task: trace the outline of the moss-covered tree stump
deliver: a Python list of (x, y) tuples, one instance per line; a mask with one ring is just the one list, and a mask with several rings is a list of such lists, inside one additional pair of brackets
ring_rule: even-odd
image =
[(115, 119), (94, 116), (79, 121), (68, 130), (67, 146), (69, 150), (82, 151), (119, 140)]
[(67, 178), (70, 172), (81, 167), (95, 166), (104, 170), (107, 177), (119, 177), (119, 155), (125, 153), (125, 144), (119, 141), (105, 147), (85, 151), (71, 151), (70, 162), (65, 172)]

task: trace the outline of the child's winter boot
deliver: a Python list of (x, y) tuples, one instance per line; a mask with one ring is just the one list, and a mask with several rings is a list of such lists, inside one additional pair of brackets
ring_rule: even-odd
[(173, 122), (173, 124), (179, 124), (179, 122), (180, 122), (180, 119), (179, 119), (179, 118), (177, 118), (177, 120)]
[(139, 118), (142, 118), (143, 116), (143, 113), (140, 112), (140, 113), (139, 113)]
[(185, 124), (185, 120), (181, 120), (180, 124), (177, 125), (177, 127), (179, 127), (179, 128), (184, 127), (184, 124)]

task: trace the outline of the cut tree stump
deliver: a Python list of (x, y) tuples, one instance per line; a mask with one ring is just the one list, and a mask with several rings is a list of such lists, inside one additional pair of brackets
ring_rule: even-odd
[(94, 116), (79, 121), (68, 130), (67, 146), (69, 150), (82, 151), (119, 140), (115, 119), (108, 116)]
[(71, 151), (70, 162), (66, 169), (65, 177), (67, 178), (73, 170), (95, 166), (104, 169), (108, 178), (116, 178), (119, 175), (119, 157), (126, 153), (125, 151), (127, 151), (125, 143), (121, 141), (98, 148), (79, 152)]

*SHORT EXERCISE:* Could you copy the part of the data that opens with the line containing "task: trace the outline of the cut tree stump" and closes with the line containing "119), (108, 116)]", keeping every line in place but shifting each x and y coordinate in the outline points by adding 52?

*EXERCISE ANSWER:*
task: trace the outline of the cut tree stump
deliver: a Python list of (x, y) tuples, one instance per line; a mask with one ring is just the one list, and a mask with several rings is a list of such lists, inside one additional pair of brackets
ring_rule: even-odd
[(146, 168), (131, 173), (120, 182), (119, 198), (121, 202), (134, 203), (171, 192), (167, 171), (160, 168)]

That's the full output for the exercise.